Lift every line from the entries that includes the word "tree".

Dataset entries:
|---|

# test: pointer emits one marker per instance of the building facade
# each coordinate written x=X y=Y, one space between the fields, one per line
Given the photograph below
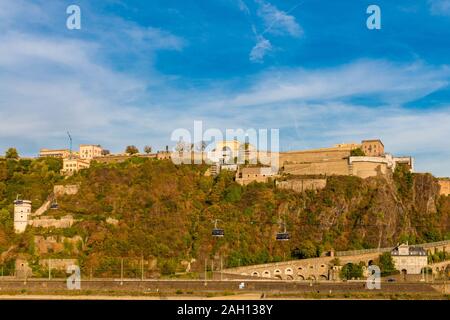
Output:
x=72 y=165
x=22 y=210
x=89 y=151
x=409 y=259
x=57 y=153
x=372 y=148
x=247 y=175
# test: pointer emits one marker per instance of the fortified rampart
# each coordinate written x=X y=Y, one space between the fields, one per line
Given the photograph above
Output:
x=300 y=185
x=60 y=190
x=48 y=222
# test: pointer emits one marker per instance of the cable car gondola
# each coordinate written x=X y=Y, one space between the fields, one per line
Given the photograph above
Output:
x=217 y=232
x=54 y=206
x=283 y=236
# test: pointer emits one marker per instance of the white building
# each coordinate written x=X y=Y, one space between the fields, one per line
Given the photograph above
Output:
x=408 y=259
x=22 y=209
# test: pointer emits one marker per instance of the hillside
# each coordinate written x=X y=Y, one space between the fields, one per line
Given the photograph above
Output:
x=166 y=214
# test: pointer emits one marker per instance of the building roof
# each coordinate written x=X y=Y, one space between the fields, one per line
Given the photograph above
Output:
x=373 y=140
x=412 y=251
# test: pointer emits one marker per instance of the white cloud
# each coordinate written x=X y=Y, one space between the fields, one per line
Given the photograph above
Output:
x=259 y=51
x=277 y=21
x=389 y=82
x=439 y=7
x=50 y=84
x=243 y=7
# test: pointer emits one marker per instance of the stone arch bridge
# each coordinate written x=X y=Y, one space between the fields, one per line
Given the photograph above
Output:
x=321 y=268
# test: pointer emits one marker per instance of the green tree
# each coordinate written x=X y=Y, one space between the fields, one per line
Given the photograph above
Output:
x=132 y=150
x=12 y=153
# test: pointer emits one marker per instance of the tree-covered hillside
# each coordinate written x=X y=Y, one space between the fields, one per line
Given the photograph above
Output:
x=166 y=214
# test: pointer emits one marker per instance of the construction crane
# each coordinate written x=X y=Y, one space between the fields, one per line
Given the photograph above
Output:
x=70 y=141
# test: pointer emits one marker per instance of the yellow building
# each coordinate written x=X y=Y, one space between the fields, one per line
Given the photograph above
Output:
x=373 y=148
x=89 y=151
x=227 y=151
x=71 y=165
x=57 y=153
x=22 y=209
x=409 y=259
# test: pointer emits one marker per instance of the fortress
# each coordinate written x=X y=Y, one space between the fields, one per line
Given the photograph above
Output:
x=363 y=160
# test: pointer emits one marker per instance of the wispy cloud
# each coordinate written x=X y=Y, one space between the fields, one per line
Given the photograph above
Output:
x=277 y=21
x=274 y=22
x=259 y=51
x=388 y=82
x=439 y=7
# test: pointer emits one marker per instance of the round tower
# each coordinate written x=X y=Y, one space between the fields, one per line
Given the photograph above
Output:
x=22 y=209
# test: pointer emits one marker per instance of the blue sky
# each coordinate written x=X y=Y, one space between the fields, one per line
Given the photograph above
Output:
x=137 y=70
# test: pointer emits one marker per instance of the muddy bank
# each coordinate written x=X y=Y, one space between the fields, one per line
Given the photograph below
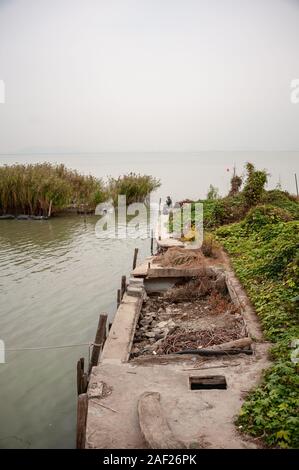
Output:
x=192 y=315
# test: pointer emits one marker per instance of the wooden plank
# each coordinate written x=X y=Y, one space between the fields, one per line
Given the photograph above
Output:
x=123 y=286
x=153 y=424
x=82 y=409
x=98 y=342
x=135 y=258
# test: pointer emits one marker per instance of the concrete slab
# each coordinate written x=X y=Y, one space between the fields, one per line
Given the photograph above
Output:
x=142 y=269
x=156 y=271
x=169 y=243
x=119 y=342
x=197 y=417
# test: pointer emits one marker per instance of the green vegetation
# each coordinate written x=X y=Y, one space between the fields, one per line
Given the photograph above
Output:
x=263 y=243
x=213 y=193
x=43 y=188
x=34 y=189
x=135 y=187
x=265 y=254
x=235 y=206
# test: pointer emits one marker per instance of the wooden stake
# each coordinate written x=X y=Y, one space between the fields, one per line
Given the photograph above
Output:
x=135 y=258
x=118 y=297
x=50 y=209
x=123 y=286
x=79 y=376
x=98 y=342
x=82 y=409
x=152 y=242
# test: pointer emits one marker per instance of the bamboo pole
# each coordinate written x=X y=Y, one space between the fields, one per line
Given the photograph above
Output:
x=123 y=286
x=152 y=242
x=118 y=297
x=98 y=342
x=135 y=258
x=80 y=372
x=82 y=409
x=50 y=209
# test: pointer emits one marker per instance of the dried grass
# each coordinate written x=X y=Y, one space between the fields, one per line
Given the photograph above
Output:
x=180 y=257
x=183 y=340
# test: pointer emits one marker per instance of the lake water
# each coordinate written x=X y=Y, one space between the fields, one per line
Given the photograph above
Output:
x=56 y=277
x=183 y=175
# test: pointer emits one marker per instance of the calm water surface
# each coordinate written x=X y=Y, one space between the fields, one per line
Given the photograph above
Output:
x=56 y=278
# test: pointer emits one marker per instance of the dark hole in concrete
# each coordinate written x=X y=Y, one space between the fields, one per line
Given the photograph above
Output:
x=208 y=382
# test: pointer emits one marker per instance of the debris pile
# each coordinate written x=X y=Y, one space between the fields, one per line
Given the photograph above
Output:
x=181 y=257
x=196 y=314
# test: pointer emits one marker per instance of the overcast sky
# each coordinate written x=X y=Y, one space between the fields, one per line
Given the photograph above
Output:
x=148 y=75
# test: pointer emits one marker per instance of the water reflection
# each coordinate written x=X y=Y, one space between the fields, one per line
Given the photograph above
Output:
x=56 y=278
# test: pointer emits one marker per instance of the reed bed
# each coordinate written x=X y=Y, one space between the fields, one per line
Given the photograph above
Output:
x=44 y=188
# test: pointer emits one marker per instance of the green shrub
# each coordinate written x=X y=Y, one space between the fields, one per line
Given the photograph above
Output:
x=262 y=215
x=267 y=263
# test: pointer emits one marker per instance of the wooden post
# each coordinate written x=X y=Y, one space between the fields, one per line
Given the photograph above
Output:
x=80 y=372
x=135 y=258
x=50 y=209
x=82 y=409
x=118 y=297
x=84 y=383
x=123 y=286
x=152 y=242
x=98 y=342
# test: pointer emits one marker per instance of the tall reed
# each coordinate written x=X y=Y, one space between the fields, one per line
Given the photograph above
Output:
x=33 y=189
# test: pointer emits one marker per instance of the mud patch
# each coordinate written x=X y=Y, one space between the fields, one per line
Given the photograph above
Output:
x=196 y=314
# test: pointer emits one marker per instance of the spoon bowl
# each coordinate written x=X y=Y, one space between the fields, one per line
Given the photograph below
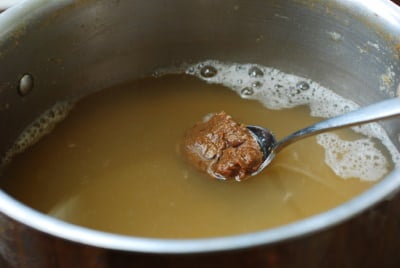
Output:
x=270 y=146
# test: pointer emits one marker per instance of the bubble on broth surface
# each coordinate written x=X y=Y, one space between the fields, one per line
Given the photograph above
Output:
x=278 y=90
x=353 y=159
x=43 y=125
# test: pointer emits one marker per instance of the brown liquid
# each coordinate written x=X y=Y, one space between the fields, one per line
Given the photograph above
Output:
x=115 y=165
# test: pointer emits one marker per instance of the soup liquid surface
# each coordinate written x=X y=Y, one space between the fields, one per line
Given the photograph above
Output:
x=114 y=164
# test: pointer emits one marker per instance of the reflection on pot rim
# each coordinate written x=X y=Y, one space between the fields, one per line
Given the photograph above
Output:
x=55 y=227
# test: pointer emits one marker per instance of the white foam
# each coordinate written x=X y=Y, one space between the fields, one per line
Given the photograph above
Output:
x=353 y=159
x=278 y=90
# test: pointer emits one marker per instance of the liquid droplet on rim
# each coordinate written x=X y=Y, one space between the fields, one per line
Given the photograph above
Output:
x=208 y=71
x=255 y=72
x=247 y=91
x=302 y=85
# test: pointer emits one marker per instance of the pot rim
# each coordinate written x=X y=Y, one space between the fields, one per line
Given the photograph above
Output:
x=52 y=226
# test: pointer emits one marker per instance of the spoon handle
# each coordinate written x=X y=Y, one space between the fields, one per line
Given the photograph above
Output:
x=381 y=110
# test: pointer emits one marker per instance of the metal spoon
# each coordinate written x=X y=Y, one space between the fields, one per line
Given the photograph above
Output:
x=270 y=146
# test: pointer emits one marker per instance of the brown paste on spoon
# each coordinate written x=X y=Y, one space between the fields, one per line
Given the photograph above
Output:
x=223 y=148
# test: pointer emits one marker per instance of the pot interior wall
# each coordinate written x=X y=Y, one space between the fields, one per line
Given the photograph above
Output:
x=72 y=49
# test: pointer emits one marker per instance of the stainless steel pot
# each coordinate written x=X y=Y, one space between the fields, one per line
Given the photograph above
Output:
x=69 y=48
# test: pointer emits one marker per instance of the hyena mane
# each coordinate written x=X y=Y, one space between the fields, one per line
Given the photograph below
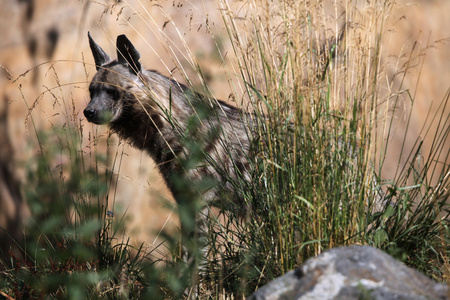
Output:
x=152 y=112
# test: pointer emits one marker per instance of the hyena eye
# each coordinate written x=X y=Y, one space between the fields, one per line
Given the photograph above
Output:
x=113 y=93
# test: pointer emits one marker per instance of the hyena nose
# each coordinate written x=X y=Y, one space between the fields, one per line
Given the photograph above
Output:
x=89 y=113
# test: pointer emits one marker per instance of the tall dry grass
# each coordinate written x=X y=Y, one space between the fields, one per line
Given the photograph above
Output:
x=316 y=83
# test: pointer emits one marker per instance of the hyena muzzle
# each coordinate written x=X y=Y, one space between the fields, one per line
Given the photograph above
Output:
x=152 y=113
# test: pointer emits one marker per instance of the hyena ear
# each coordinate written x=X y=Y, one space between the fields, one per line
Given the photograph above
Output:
x=100 y=56
x=127 y=54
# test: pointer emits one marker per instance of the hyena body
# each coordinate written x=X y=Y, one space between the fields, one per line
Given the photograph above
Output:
x=152 y=112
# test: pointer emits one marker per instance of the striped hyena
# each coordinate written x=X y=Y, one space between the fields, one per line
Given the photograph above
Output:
x=152 y=112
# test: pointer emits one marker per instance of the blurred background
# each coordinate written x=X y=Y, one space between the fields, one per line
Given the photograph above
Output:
x=45 y=57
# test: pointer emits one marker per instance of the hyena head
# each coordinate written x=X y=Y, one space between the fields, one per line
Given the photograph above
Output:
x=111 y=87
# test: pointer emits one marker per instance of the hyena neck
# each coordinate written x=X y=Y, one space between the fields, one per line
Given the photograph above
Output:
x=144 y=125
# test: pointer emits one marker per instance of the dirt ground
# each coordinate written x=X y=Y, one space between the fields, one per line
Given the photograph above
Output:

|---|

§ Response for this exercise
# test: pointer emits one marker per instance of the green tree
# test: pointer emits one marker per instance of the tree-covered hillside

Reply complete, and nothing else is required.